> [Short task] Turn the lines below, from the one containing "Ground bare shoulder" through the one containing "[[255, 10, 848, 645]]", into a numbered list, including both of those lines and skipping any blank ones.

> [Data supplied]
★ ★ ★

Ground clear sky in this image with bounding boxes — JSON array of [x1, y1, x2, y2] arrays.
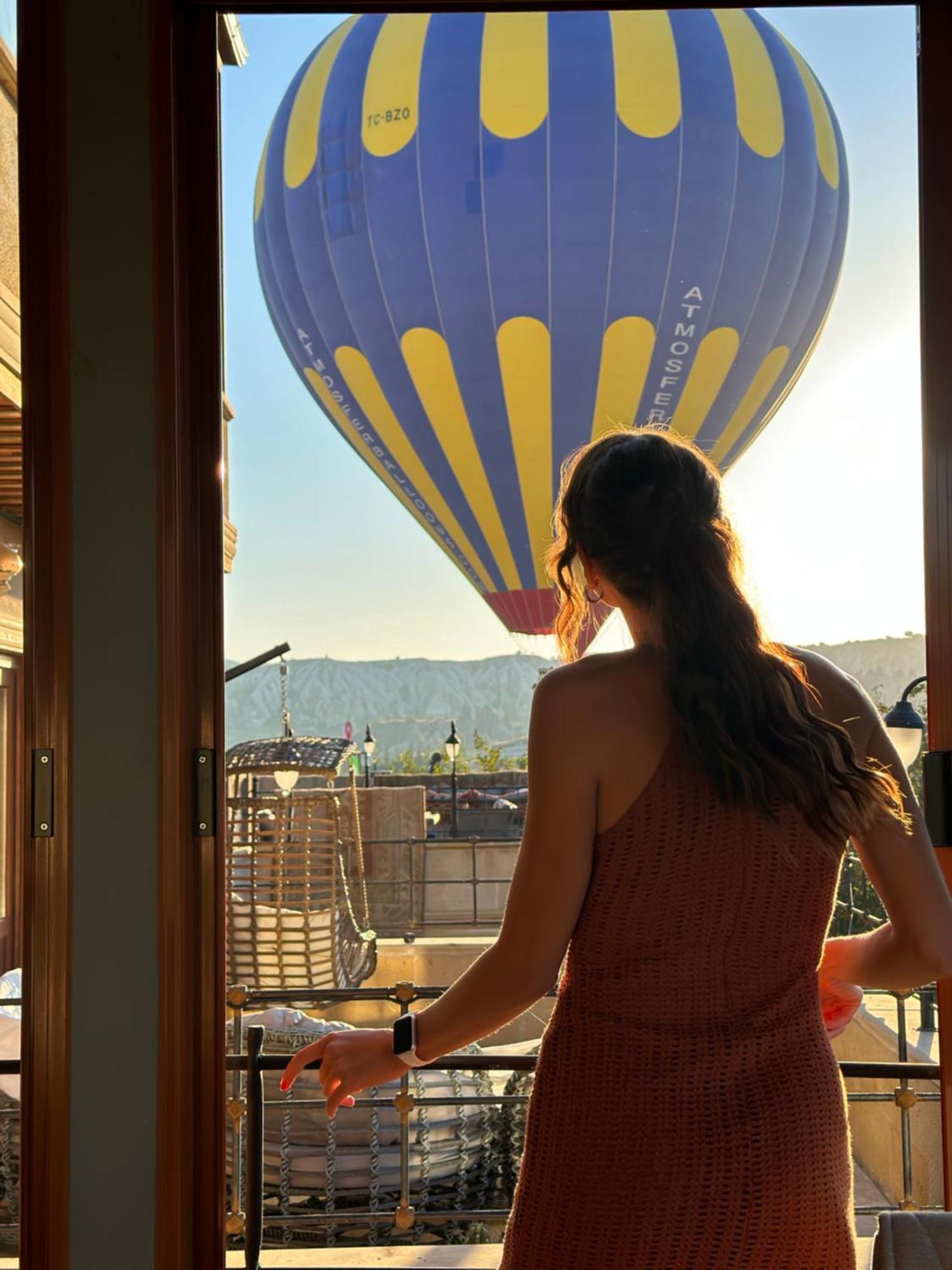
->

★ ★ ★

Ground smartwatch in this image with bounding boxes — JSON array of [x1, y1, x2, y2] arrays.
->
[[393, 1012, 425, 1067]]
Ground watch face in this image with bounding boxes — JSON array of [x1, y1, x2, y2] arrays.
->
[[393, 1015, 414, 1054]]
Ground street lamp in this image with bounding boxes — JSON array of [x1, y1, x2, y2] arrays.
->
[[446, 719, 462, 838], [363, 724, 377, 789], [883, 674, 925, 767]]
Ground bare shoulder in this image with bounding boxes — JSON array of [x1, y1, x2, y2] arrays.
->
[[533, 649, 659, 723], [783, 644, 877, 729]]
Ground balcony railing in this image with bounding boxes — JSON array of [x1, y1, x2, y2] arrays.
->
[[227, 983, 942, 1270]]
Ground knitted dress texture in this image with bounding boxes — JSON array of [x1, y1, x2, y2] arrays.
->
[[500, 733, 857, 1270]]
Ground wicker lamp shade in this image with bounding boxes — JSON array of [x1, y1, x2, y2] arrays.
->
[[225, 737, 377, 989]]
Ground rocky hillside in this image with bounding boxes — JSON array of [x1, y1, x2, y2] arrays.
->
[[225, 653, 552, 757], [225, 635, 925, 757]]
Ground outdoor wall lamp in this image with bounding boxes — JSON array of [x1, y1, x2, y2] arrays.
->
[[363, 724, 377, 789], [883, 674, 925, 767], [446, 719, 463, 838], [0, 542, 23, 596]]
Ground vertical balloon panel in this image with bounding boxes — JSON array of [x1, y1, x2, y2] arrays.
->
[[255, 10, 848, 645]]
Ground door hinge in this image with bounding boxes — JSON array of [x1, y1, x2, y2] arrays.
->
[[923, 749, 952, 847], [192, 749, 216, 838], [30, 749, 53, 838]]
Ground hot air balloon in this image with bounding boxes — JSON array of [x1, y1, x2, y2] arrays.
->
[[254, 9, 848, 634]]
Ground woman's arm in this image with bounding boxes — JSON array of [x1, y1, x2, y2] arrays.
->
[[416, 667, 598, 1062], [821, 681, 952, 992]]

★ ★ ★

> [Exercise answer]
1. Ground bare shoulder in this image with bounding boxes — JSON array of [x1, y1, x2, y2] arrays.
2. ->
3. [[533, 649, 659, 723], [783, 644, 877, 729]]
4. Ground balcony railing in this image with bounding boxes — JSON array of [x1, y1, x2, y2] arrays.
5. ->
6. [[227, 983, 942, 1270]]
7. Ground knitted dress texture in this image with bounding boxes — JSON array of [x1, y1, x2, y2] arrays.
8. ->
9. [[500, 733, 857, 1270]]
10. Ground wicker lamp shade in this image with bounding boxes — JSON array of [x1, y1, x2, y2] arrays.
11. ->
12. [[225, 737, 377, 989]]
13. Ground rocky hillside in this image with bounding boxes — JSON array of [x1, y1, x2, y2] arrays.
14. ->
15. [[225, 653, 552, 757], [225, 635, 925, 757]]
16. Ground outdoor wall lamp in this image with bounding boxes — JSON array of [x1, y1, x2, y2] arrays.
17. ->
18. [[363, 724, 377, 789], [883, 674, 925, 767], [446, 719, 463, 838], [0, 542, 23, 596]]
19. Ground vertical balloon panel in this image with bounding boxes — JSON array of [x1, y1, x2, y2] arrays.
20. ->
21. [[255, 10, 848, 645]]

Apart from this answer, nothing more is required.